Exercise instructions » Each line from the one containing "shirt in crowd in the photo above." through the final line of the records is to be repeated exactly, with no additions.

(Extracted records)
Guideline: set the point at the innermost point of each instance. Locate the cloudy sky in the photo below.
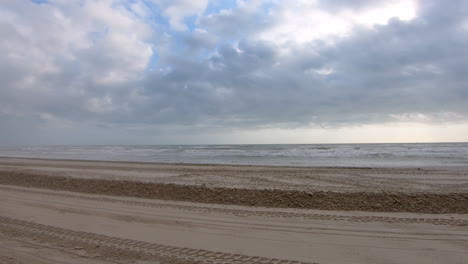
(266, 71)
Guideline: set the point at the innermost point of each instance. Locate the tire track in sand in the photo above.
(188, 254)
(271, 214)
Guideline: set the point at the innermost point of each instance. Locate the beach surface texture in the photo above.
(69, 211)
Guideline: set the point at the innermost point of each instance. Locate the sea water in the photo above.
(354, 155)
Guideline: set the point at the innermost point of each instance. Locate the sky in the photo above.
(101, 72)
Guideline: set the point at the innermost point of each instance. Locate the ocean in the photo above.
(340, 155)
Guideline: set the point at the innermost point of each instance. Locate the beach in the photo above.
(71, 211)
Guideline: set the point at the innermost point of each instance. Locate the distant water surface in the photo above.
(354, 155)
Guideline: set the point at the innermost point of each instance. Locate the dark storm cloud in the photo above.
(223, 75)
(403, 67)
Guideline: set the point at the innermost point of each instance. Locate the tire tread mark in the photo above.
(273, 214)
(198, 255)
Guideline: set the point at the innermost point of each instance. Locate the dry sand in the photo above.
(114, 212)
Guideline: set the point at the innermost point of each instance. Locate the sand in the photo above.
(115, 212)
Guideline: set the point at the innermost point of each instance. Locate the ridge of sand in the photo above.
(349, 201)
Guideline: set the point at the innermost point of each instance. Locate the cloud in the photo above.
(257, 65)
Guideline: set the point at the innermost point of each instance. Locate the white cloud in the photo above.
(301, 21)
(179, 10)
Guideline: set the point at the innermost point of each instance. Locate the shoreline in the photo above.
(130, 162)
(331, 201)
(70, 211)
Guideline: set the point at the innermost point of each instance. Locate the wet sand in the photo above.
(58, 211)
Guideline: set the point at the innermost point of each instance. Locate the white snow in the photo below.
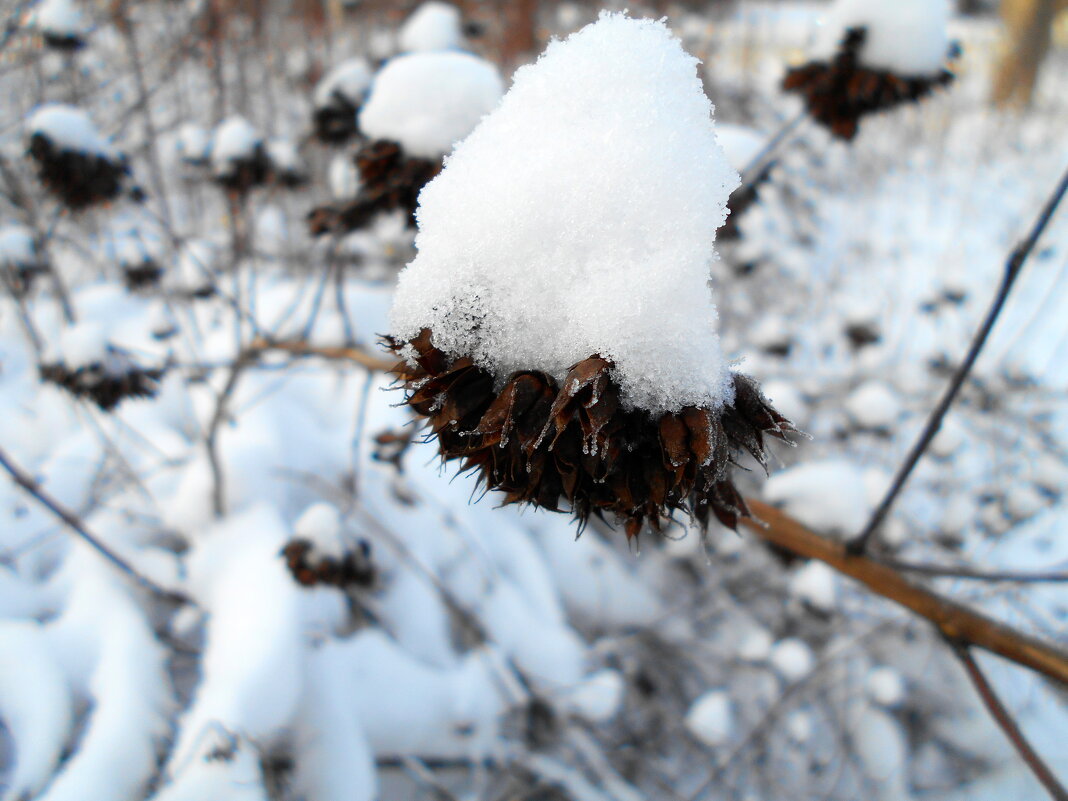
(816, 584)
(35, 706)
(17, 247)
(825, 495)
(193, 143)
(429, 100)
(284, 156)
(433, 26)
(68, 128)
(755, 646)
(909, 36)
(740, 143)
(234, 140)
(710, 719)
(885, 686)
(579, 218)
(792, 658)
(874, 405)
(343, 177)
(349, 80)
(60, 18)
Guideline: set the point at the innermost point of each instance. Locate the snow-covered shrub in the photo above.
(73, 159)
(239, 159)
(338, 99)
(420, 105)
(872, 57)
(610, 403)
(19, 258)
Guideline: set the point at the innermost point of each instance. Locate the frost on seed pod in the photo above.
(556, 328)
(873, 57)
(87, 365)
(419, 106)
(318, 553)
(74, 161)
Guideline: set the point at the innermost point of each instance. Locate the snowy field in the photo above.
(300, 602)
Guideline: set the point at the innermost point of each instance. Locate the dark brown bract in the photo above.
(310, 568)
(839, 93)
(575, 446)
(105, 386)
(389, 181)
(80, 179)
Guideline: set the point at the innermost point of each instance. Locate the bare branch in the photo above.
(953, 619)
(25, 481)
(1004, 720)
(1012, 269)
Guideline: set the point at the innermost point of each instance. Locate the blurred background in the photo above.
(200, 234)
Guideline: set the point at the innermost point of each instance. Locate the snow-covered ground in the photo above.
(482, 648)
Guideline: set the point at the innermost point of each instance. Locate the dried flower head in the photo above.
(556, 328)
(574, 445)
(73, 160)
(107, 382)
(389, 181)
(838, 93)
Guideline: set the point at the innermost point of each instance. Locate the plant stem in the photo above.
(1012, 268)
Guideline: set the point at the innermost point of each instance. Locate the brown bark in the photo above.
(954, 621)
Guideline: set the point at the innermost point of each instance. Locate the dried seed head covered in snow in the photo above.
(579, 218)
(426, 101)
(870, 57)
(908, 37)
(558, 325)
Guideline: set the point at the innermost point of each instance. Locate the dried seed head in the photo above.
(572, 445)
(389, 181)
(106, 383)
(841, 92)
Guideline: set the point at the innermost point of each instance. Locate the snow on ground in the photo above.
(534, 239)
(490, 644)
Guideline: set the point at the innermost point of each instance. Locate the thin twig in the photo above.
(969, 574)
(1012, 269)
(953, 619)
(1004, 720)
(352, 354)
(27, 482)
(757, 162)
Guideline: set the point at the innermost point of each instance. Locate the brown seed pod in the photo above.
(80, 179)
(310, 568)
(575, 445)
(389, 181)
(104, 385)
(837, 94)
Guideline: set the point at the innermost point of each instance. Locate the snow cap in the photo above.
(350, 80)
(579, 218)
(428, 100)
(68, 128)
(433, 26)
(234, 139)
(908, 37)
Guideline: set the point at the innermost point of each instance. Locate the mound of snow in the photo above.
(827, 496)
(579, 218)
(427, 101)
(433, 26)
(349, 80)
(68, 128)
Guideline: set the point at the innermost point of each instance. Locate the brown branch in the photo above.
(1004, 720)
(352, 354)
(949, 571)
(1014, 267)
(27, 482)
(953, 619)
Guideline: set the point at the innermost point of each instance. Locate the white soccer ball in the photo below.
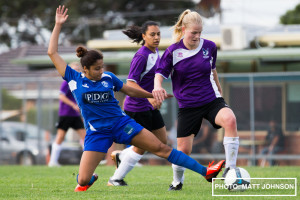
(237, 179)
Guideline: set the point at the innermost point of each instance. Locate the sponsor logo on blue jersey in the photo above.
(95, 97)
(104, 83)
(128, 129)
(205, 53)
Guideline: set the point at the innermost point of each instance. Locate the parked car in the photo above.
(24, 144)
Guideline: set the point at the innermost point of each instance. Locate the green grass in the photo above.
(147, 182)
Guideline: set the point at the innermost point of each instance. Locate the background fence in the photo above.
(255, 98)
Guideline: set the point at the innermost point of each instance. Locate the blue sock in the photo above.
(91, 181)
(181, 159)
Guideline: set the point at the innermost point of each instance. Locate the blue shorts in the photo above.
(122, 132)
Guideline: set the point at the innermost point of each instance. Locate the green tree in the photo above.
(291, 16)
(9, 102)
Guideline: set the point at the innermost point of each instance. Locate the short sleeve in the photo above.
(71, 74)
(117, 83)
(165, 64)
(137, 67)
(214, 57)
(64, 88)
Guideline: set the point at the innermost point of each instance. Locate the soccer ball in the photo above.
(237, 179)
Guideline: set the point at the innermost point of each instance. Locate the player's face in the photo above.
(192, 35)
(95, 72)
(152, 37)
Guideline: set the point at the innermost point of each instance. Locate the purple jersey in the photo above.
(65, 109)
(191, 73)
(142, 72)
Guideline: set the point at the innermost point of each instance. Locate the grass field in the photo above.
(147, 182)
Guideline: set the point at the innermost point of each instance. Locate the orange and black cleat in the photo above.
(80, 188)
(213, 170)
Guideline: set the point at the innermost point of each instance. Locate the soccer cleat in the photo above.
(116, 182)
(213, 170)
(80, 188)
(115, 156)
(177, 187)
(225, 173)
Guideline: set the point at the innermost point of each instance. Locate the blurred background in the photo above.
(258, 65)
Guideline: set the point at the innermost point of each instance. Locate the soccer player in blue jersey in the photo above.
(191, 63)
(142, 110)
(104, 120)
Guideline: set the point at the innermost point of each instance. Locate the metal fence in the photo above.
(255, 98)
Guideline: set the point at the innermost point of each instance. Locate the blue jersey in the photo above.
(95, 99)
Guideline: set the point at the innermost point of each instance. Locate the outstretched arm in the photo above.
(60, 19)
(153, 102)
(135, 92)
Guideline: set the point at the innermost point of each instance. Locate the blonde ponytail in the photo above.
(186, 17)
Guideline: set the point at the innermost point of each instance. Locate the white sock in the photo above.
(178, 174)
(127, 163)
(123, 153)
(55, 152)
(231, 146)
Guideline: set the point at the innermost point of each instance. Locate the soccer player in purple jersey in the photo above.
(142, 110)
(69, 117)
(104, 120)
(191, 63)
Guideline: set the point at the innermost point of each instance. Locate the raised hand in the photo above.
(61, 15)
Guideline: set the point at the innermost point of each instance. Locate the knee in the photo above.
(83, 180)
(162, 150)
(229, 122)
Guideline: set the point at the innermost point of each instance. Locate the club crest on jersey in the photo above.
(104, 83)
(205, 53)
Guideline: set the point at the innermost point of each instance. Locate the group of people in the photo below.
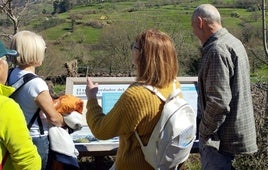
(225, 106)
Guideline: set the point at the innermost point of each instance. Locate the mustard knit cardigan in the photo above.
(137, 108)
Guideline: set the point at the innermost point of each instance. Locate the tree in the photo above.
(13, 10)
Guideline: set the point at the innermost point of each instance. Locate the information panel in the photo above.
(110, 90)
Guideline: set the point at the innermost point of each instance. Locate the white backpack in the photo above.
(174, 134)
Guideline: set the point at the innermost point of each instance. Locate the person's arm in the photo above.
(217, 94)
(22, 152)
(45, 102)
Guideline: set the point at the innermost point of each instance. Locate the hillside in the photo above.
(98, 35)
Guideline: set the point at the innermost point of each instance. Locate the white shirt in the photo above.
(26, 99)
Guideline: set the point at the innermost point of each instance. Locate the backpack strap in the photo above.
(21, 82)
(175, 93)
(18, 85)
(36, 116)
(4, 160)
(155, 91)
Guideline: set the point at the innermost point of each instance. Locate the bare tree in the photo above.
(9, 8)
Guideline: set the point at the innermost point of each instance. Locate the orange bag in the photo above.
(68, 103)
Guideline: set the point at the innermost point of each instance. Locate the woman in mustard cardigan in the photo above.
(155, 58)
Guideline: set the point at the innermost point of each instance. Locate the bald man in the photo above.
(227, 124)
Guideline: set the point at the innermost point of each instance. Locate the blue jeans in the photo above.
(42, 144)
(213, 159)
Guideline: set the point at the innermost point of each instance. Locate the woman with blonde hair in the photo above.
(155, 58)
(35, 93)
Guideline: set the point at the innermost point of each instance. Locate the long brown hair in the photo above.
(157, 63)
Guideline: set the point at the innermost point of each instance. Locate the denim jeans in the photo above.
(213, 159)
(42, 144)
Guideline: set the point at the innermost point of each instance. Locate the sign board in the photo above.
(111, 88)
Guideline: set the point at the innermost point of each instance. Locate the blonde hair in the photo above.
(31, 48)
(157, 61)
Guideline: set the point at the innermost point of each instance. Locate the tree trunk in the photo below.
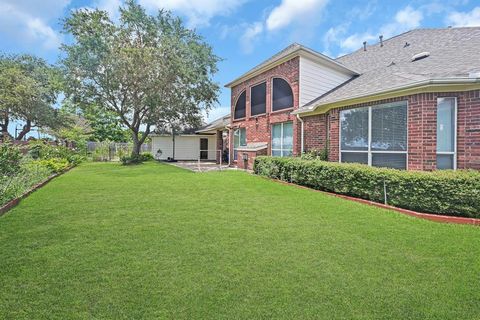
(26, 129)
(4, 129)
(136, 145)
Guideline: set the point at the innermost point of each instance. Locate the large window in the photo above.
(258, 99)
(240, 106)
(375, 136)
(446, 133)
(239, 140)
(282, 139)
(282, 95)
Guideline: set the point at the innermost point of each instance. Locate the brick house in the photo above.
(409, 102)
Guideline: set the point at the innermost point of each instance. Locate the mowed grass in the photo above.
(155, 241)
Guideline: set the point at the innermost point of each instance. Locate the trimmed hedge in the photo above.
(448, 192)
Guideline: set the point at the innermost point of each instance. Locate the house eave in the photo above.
(300, 52)
(426, 86)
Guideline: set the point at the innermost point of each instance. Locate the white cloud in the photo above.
(465, 19)
(28, 23)
(293, 11)
(404, 20)
(198, 12)
(110, 6)
(248, 38)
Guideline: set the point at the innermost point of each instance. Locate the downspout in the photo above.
(229, 146)
(301, 133)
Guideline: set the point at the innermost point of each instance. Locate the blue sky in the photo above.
(245, 32)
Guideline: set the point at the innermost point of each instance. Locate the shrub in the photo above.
(127, 160)
(31, 173)
(40, 150)
(315, 154)
(146, 156)
(10, 157)
(55, 165)
(444, 192)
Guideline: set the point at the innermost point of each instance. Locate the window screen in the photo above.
(282, 95)
(239, 140)
(446, 124)
(258, 99)
(282, 139)
(389, 128)
(240, 106)
(375, 135)
(354, 123)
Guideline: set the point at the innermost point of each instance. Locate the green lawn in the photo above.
(155, 241)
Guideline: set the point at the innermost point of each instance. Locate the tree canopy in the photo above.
(146, 69)
(29, 88)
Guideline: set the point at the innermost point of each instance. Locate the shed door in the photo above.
(203, 148)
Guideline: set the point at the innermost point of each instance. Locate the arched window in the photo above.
(282, 95)
(240, 106)
(258, 99)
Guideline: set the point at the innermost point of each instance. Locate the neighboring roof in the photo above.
(454, 58)
(288, 53)
(217, 124)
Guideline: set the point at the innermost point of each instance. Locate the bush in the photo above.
(315, 154)
(446, 192)
(39, 150)
(31, 173)
(10, 157)
(127, 160)
(146, 156)
(55, 165)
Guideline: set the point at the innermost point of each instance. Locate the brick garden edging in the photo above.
(14, 202)
(421, 215)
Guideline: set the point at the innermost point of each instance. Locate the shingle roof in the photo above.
(293, 49)
(454, 54)
(216, 124)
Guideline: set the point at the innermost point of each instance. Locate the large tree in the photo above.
(139, 67)
(29, 88)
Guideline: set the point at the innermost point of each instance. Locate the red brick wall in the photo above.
(422, 129)
(258, 128)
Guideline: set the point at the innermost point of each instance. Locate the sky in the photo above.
(245, 32)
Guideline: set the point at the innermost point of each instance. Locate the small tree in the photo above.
(29, 88)
(139, 67)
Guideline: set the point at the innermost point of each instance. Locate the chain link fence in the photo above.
(112, 151)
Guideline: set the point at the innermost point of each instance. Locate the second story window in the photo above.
(282, 95)
(258, 99)
(240, 106)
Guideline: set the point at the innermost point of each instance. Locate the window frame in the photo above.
(281, 139)
(239, 129)
(455, 120)
(235, 105)
(271, 96)
(369, 150)
(250, 99)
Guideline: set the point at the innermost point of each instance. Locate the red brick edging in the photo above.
(14, 202)
(421, 215)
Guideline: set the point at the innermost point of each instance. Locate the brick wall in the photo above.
(258, 128)
(422, 129)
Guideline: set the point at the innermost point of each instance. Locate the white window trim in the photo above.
(281, 139)
(454, 152)
(369, 150)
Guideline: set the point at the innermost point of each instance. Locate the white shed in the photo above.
(187, 146)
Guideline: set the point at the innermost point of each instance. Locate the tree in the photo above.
(29, 88)
(138, 67)
(104, 125)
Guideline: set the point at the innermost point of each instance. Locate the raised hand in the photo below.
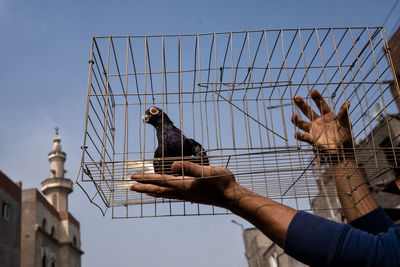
(326, 131)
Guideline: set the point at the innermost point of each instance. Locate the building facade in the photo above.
(262, 252)
(37, 230)
(10, 222)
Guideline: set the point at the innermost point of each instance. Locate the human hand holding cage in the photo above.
(217, 186)
(329, 133)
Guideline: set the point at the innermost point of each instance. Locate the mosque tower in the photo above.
(57, 187)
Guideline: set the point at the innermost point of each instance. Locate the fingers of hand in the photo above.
(306, 137)
(305, 108)
(190, 169)
(320, 102)
(155, 179)
(304, 125)
(343, 116)
(156, 191)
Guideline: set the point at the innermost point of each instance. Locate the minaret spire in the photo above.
(57, 187)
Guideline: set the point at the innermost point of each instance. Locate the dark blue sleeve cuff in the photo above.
(313, 240)
(377, 221)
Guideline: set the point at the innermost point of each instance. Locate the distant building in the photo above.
(38, 231)
(10, 222)
(262, 252)
(378, 156)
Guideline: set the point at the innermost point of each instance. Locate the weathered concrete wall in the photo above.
(10, 229)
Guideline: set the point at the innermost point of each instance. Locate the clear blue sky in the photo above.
(44, 49)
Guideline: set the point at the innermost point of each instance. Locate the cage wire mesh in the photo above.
(233, 93)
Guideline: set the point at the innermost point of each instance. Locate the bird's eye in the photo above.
(153, 111)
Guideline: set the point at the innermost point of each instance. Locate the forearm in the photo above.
(352, 189)
(271, 217)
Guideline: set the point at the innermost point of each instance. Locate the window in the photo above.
(44, 260)
(44, 224)
(6, 211)
(54, 200)
(53, 231)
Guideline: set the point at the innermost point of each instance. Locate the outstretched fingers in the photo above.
(188, 168)
(306, 137)
(156, 191)
(320, 102)
(343, 116)
(305, 108)
(304, 125)
(171, 181)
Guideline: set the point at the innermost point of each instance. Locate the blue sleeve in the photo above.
(317, 241)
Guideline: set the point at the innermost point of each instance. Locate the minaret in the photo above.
(57, 187)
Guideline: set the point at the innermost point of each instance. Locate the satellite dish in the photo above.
(378, 111)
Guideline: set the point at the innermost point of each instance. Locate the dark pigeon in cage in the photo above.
(169, 143)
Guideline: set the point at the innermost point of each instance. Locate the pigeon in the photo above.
(173, 137)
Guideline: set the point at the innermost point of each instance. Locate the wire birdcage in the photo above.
(233, 93)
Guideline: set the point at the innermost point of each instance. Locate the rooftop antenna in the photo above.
(378, 111)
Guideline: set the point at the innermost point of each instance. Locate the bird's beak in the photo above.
(146, 118)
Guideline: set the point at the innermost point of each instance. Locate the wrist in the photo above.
(235, 195)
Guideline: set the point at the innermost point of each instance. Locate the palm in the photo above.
(324, 131)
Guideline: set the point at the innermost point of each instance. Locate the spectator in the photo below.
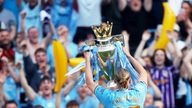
(35, 72)
(89, 15)
(7, 17)
(162, 74)
(10, 84)
(71, 47)
(110, 12)
(11, 104)
(32, 41)
(46, 99)
(63, 9)
(135, 19)
(188, 80)
(72, 104)
(184, 19)
(15, 7)
(32, 10)
(6, 42)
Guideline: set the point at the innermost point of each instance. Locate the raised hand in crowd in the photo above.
(138, 54)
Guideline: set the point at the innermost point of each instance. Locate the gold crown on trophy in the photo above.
(103, 31)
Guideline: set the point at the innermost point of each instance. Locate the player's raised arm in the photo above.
(88, 73)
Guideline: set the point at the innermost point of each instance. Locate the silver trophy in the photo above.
(105, 43)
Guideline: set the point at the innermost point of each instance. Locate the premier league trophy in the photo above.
(106, 54)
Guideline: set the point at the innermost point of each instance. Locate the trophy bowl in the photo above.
(105, 48)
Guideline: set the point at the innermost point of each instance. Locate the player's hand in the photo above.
(23, 14)
(146, 36)
(87, 55)
(126, 51)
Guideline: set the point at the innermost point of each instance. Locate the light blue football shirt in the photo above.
(123, 98)
(48, 103)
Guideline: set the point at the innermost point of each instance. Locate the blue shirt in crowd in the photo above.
(122, 98)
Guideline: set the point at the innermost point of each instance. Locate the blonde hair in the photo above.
(121, 78)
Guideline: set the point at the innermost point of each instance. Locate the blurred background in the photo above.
(28, 27)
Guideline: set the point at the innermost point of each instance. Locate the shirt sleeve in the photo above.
(104, 95)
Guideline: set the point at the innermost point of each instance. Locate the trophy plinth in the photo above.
(105, 44)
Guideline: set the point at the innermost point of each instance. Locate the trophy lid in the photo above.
(103, 31)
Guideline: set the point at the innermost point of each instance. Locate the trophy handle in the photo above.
(113, 39)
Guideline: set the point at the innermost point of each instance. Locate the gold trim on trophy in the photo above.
(103, 31)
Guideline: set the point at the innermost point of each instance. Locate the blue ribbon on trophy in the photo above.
(107, 54)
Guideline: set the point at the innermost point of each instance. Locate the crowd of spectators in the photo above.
(27, 71)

Answer to this task »
Guideline: set the point at the innermost point of each instance. Locate the blue shirt in crowd in the photo above.
(122, 98)
Guideline: set the point at the innermost point of each instance. Locate the blonde hair in the photo above.
(121, 78)
Guideline: set the point at the innermost point of each instance. Locate the blurred background in the photo above.
(28, 27)
Guideline: set the point at the innermost point of each instance. Locate the shirt sleeve in the photo above.
(104, 95)
Guideline: set the point at the innermost point of each instance. Locate the trophy plinth in the photo above.
(105, 44)
Guideline: set the point at the innermost point of each instance. Locate the trophy lid in the photo above.
(103, 31)
Guideline: set the point at the innermost point of each instance. Locate the trophy handle in the photo above.
(113, 39)
Guideline: set the point at the innermost point of each instance. Locate the gold trim on trophy in the photo above.
(103, 31)
Guideline: set the point at the innermost point of each instance. Locate the blue ribbon on trophy in the photo above.
(107, 54)
Guideline: set the point at the innermost point of each instance. Locate the crowd of spectators in the photo above.
(27, 71)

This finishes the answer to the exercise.